● **What to produce**
Leaving out the pictures, restate each record below word for word.

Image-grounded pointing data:
=======

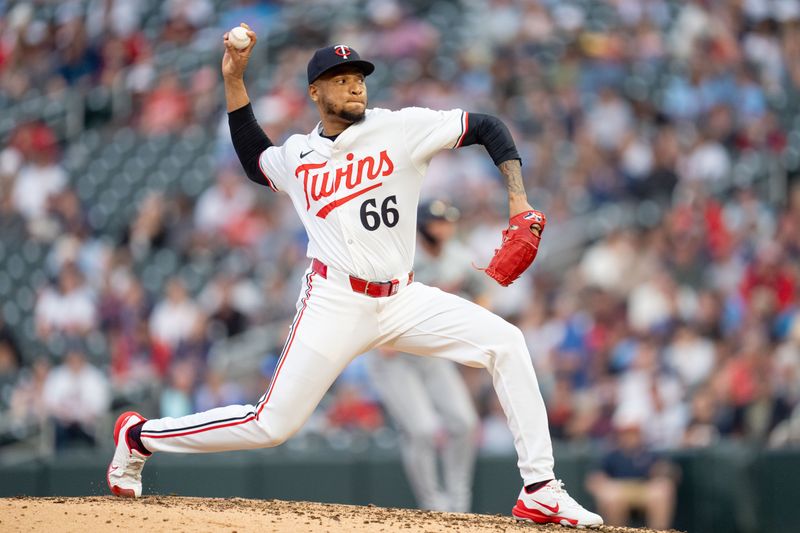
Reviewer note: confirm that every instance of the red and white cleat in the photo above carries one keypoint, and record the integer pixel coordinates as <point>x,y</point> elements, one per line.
<point>124,474</point>
<point>551,503</point>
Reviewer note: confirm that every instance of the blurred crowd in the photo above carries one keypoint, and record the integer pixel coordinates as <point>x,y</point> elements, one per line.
<point>684,323</point>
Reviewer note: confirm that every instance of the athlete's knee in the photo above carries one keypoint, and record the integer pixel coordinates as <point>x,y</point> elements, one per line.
<point>422,433</point>
<point>512,340</point>
<point>276,433</point>
<point>464,424</point>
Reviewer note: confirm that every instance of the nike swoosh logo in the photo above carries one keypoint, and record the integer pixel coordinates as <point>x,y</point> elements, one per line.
<point>553,510</point>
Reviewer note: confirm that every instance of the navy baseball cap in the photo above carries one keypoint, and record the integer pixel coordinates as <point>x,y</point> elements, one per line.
<point>330,57</point>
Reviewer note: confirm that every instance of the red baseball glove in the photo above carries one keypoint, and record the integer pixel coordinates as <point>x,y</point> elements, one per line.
<point>519,247</point>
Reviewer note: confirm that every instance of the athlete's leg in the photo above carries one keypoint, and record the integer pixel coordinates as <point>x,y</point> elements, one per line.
<point>403,393</point>
<point>330,328</point>
<point>427,321</point>
<point>452,400</point>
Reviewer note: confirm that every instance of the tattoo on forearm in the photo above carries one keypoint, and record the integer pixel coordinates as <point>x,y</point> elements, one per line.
<point>512,171</point>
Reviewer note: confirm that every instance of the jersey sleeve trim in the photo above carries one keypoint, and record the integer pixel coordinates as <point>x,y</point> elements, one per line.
<point>269,181</point>
<point>464,129</point>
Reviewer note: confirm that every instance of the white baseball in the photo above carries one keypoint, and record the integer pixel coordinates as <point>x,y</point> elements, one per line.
<point>238,38</point>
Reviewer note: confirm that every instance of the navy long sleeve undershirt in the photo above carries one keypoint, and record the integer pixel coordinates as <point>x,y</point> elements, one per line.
<point>249,140</point>
<point>493,135</point>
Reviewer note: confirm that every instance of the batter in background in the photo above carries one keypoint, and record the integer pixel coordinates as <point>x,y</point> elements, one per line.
<point>426,394</point>
<point>354,181</point>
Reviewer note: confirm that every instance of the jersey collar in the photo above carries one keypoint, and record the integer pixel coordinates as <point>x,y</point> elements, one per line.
<point>325,146</point>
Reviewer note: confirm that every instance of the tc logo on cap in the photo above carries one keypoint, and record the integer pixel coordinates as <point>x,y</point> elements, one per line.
<point>342,51</point>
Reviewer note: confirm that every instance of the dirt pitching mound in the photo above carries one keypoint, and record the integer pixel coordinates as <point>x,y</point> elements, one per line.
<point>196,515</point>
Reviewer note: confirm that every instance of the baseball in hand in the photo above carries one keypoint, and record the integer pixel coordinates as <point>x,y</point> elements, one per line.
<point>238,38</point>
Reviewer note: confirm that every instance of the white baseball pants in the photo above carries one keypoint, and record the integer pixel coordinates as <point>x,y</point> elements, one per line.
<point>332,326</point>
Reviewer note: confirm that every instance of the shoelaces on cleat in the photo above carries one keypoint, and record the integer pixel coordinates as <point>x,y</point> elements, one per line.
<point>557,486</point>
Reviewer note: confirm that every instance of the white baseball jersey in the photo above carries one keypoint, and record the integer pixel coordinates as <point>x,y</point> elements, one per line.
<point>357,195</point>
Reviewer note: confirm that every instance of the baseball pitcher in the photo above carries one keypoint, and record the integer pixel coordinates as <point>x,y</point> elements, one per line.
<point>354,181</point>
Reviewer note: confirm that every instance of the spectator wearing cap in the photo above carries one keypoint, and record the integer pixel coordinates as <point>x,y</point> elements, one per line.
<point>76,396</point>
<point>633,477</point>
<point>69,309</point>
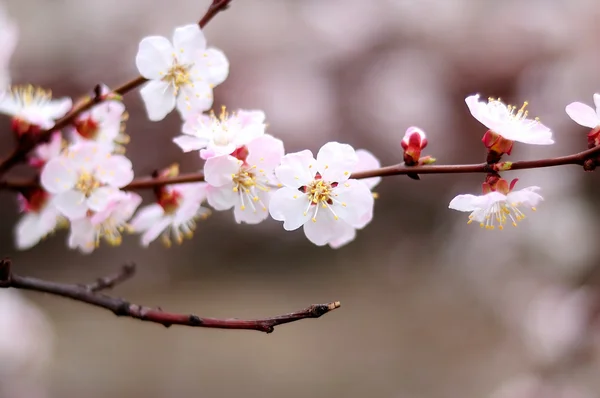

=======

● **Answer to this task**
Reviewer note: confirm that every instance of the red and white cleat in the photo above carries one keypoint, and record the integer pixel coordinates as <point>x,y</point> elements, one per line.
<point>124,474</point>
<point>551,503</point>
Reviewer note: confirm that every instance of the blurred crowd in the photo above carries one keypoint, and record the integer pixel coordinates as <point>x,y</point> elements, one per line.
<point>684,323</point>
Reviewer note: confirm that every instance of the athlete's knee in the photo above carries one keypoint, and record the integer pixel coordinates as <point>x,y</point> elements, one per line.
<point>422,433</point>
<point>512,340</point>
<point>276,433</point>
<point>464,424</point>
Reviewer note: confirm that every instance of the nike swoosh logo in the photo above carries one keypoint, and record the integer pixel coordinates as <point>x,y</point> elements, one per line.
<point>553,510</point>
Reviewer note: confirm that every instance of the navy baseball cap in the photo above carries one keypoint, and record the integer pixel coordinates as <point>x,y</point> elements, one per line.
<point>330,57</point>
Reviewer note: confirm that every instance of the red baseball glove in the photo above carries one keypoint, and record the integer pixel coordinates as <point>x,y</point> elements, one per line.
<point>519,247</point>
Reviewer note: confirm that every instance of the athlete's leg in the photo above carries one keypoint, and record the integer pixel coordinates as <point>x,y</point> elements, one per line.
<point>403,393</point>
<point>330,328</point>
<point>427,321</point>
<point>452,400</point>
Reviewer note: confirm that every instance of the tattoo on forearm in the photo above carries one keypoint, and record the integer pixel coordinates as <point>x,y</point> elements, one per line.
<point>512,171</point>
Reviewer note: confirm that every instance of the jersey sleeve trim in the photo above carries one keypoint, and record the integer pixel coordinates as <point>x,y</point> elements, one per line.
<point>269,181</point>
<point>464,129</point>
Reviewer note: confirm that every instance of the white baseball in the photo above carries one keypoint, and record the integer pixel coordinates as <point>x,y</point> elements, one per line.
<point>238,38</point>
Reviewer note: confirm that every instance of the navy long sleeve undershirt in the photo above carries one keypoint, and record the integer pixel coordinates as <point>x,y</point> elements, one per line.
<point>249,140</point>
<point>493,135</point>
Reviewer note: confirm that every instance of the batter in background in the photo above carries one keypoint, and record the integer pixel coordinates as <point>x,y</point> elements, one per line.
<point>426,394</point>
<point>354,181</point>
Reviewer note: confirm that every instance of the jersey collar in the photo above carries one keypoint, and record the integer pixel coordinates as <point>x,y</point> elements, one per line.
<point>325,146</point>
Reviewer note: confirm that every instance of the tc logo on cap in the photo above carries one keypoint, and record the integer pixel coordinates as <point>x,y</point> elements, one per line.
<point>342,51</point>
Reviewer note: confirm that every instance of the dirt pitching mound in the photo above carries one keypoint, and record the integer pixel coordinates as <point>x,y</point> elements, one per line.
<point>196,515</point>
Reviewer note: confirm that every instance of the baseball in hand in the photo above carries one keypoint, and record the integer pixel coordinates as <point>x,y</point> elements, one per line.
<point>238,38</point>
Reviewer note: confirm that every instance of the white baseball pants in the photo above carries one keypoint, and record the integer pixel coordinates as <point>x,y</point> elements, one per line.
<point>332,326</point>
Reviewer note: confirm that every instance of the shoelaces on cleat in the photo above carries one keypoint, and record the integer pixel coordinates as <point>x,y</point> elements, one per line.
<point>557,486</point>
Reviewer note: confirm that every instance of the white baseball jersey in the photo above carries one keypoint, and record the integer pixel coordinates as <point>x,y</point> elements, one per line.
<point>357,195</point>
Reviewer note: confirm that every instance of the baseball pitcher in the photo above carries one keypoint, and record the integer pixel coordinates as <point>x,y</point> elements, one per line.
<point>354,181</point>
Reviewer note: confirm that every instance of the spectator wearing cap in the photo above carries one keypoint, and record the integer pixel coordinates as <point>x,y</point> elements, one per line.
<point>76,396</point>
<point>633,477</point>
<point>69,309</point>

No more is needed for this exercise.